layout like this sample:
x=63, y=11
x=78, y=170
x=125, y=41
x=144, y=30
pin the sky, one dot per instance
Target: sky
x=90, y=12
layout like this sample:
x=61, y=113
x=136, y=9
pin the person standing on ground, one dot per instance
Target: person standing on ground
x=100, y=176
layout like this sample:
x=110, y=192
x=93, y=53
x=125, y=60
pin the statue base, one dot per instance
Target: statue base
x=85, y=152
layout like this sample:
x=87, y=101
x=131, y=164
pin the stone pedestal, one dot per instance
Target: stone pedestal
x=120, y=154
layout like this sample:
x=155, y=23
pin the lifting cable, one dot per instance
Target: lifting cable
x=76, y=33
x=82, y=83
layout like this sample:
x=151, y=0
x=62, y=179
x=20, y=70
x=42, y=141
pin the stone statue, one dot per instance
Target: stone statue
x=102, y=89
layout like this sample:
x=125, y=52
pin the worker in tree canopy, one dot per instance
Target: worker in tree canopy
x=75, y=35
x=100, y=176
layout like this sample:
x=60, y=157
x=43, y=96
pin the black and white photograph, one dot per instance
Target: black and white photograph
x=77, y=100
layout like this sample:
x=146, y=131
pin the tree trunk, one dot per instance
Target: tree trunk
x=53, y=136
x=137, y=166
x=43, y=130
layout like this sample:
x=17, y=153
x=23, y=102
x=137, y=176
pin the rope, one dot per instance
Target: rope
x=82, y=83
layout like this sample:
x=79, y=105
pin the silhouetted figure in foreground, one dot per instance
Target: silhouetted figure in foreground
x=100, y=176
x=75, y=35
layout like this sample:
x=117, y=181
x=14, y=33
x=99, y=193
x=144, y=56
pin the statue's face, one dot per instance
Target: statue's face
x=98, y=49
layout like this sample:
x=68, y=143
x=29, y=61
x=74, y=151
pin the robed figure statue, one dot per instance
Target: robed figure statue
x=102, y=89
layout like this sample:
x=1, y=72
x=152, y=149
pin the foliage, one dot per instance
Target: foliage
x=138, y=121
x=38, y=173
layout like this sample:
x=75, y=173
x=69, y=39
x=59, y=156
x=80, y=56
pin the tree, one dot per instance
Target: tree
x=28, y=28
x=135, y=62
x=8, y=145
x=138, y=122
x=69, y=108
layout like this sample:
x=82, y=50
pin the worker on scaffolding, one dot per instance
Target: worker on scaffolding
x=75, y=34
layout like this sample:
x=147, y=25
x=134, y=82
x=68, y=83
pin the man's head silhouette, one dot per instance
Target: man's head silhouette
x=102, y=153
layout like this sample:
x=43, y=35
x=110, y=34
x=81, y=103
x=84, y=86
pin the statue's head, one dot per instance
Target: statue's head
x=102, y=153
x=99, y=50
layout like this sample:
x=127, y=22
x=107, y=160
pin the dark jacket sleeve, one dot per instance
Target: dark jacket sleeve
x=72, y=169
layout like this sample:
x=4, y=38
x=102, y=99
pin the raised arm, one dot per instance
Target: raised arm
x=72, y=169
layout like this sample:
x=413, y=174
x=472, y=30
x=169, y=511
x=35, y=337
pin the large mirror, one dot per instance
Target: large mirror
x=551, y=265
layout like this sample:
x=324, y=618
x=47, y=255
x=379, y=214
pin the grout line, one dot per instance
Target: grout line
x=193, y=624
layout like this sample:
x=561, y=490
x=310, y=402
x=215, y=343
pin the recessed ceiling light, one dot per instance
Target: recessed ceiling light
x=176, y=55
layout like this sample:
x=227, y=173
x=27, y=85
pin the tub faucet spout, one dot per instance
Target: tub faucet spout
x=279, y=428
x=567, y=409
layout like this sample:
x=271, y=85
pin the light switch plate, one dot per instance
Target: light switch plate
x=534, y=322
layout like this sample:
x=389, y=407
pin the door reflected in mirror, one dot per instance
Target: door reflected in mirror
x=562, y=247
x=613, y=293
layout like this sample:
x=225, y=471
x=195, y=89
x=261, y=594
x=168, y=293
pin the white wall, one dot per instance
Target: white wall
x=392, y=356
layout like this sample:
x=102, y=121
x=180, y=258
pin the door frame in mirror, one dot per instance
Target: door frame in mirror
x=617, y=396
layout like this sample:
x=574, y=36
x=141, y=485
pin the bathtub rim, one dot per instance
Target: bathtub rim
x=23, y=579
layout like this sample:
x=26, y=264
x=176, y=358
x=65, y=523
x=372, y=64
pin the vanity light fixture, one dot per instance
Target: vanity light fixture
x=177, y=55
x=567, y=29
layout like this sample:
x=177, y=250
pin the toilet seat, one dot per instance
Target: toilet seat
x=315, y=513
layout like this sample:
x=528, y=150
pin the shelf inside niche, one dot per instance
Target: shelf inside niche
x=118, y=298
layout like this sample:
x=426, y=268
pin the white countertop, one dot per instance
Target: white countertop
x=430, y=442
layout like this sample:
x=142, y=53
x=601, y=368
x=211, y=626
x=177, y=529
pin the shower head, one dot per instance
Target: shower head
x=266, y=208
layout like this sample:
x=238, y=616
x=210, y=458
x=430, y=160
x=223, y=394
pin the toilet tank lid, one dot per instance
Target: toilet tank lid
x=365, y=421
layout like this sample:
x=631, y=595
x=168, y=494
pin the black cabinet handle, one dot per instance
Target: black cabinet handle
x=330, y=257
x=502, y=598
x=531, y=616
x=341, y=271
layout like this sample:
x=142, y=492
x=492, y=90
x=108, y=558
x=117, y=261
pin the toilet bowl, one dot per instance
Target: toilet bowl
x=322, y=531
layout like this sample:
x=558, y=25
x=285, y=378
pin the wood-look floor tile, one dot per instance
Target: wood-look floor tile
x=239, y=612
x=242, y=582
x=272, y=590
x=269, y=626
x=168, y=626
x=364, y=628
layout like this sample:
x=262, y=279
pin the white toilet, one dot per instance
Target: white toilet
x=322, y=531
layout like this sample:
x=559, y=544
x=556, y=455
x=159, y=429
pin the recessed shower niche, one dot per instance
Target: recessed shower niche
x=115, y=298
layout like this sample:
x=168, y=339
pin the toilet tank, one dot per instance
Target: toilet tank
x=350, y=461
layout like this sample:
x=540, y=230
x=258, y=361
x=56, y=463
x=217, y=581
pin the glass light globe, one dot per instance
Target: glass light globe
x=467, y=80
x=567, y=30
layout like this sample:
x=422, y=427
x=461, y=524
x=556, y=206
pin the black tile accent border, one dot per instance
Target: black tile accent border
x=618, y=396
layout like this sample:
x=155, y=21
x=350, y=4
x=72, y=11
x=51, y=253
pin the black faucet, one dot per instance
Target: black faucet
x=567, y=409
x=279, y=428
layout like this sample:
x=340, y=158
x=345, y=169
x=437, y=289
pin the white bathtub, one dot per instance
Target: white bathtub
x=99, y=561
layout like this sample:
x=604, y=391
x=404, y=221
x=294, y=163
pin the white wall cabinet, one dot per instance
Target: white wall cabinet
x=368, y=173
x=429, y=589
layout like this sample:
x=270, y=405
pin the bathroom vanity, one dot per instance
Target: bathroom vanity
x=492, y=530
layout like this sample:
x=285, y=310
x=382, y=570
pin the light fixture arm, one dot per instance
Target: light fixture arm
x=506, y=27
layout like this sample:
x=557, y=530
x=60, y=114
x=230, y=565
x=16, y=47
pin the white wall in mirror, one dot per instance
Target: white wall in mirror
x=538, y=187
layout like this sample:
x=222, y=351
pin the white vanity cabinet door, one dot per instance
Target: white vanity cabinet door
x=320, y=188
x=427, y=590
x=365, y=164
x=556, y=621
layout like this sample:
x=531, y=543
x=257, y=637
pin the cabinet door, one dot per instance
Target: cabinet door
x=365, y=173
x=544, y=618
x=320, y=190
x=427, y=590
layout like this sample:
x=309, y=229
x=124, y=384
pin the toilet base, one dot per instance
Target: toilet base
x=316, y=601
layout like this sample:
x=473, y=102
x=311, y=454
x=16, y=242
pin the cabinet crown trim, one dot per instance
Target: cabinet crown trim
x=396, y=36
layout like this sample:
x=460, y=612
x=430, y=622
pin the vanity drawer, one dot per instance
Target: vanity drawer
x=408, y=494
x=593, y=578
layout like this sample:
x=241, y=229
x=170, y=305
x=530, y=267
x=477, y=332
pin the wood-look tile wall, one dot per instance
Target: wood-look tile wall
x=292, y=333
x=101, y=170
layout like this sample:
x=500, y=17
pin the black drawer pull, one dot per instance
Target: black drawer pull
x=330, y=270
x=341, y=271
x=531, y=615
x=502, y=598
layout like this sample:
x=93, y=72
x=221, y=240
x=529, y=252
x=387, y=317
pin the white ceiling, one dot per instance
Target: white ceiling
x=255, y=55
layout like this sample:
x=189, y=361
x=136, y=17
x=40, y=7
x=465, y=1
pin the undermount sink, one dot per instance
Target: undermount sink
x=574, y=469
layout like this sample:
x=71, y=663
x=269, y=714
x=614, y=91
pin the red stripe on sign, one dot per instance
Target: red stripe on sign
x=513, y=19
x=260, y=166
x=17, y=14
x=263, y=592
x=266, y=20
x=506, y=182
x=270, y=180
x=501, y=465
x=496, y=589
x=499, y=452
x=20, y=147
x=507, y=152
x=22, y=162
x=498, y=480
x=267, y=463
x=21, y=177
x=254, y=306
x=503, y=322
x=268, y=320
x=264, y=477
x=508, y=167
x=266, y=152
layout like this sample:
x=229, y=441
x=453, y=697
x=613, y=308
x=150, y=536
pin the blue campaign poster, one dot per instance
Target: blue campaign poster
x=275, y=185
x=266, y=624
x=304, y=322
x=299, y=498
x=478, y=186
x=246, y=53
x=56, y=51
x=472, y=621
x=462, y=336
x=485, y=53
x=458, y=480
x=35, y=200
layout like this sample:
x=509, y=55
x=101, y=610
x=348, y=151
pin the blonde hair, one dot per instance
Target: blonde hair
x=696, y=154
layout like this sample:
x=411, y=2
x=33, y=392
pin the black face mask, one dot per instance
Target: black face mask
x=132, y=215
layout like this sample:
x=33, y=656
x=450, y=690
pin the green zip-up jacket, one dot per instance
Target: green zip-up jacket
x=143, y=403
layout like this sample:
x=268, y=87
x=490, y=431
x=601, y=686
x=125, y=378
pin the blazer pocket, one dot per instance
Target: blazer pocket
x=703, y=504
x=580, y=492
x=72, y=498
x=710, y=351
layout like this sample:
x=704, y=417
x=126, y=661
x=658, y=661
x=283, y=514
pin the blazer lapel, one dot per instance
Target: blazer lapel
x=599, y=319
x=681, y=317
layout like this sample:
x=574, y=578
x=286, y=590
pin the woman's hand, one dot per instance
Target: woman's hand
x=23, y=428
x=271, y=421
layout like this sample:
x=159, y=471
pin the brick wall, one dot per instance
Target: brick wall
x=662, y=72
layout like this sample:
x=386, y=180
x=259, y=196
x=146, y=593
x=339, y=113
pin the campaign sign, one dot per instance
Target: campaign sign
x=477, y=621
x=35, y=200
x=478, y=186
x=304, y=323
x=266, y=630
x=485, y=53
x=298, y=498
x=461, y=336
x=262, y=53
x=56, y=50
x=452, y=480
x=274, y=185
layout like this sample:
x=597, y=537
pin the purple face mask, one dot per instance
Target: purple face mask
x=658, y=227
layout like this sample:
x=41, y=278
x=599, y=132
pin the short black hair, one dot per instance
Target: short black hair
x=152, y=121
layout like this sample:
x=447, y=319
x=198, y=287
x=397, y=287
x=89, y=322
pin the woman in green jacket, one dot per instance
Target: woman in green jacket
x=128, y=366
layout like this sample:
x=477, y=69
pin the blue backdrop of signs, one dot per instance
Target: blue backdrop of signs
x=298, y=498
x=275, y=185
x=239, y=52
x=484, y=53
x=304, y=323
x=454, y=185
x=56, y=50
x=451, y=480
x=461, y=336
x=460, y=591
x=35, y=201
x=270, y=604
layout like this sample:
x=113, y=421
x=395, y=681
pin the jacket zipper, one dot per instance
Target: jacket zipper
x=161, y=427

(Énoncé du problème) Relevez, s'il vous plaît, toutes les lignes ci-dessus qui contiennent le mot « wood ».

(Solution ci-dessous)
pin the wood-look floor tile, one dot per instance
Target: wood-look floor tile
pin the wood-look tile wall, one dot per instance
Target: wood-look tile wall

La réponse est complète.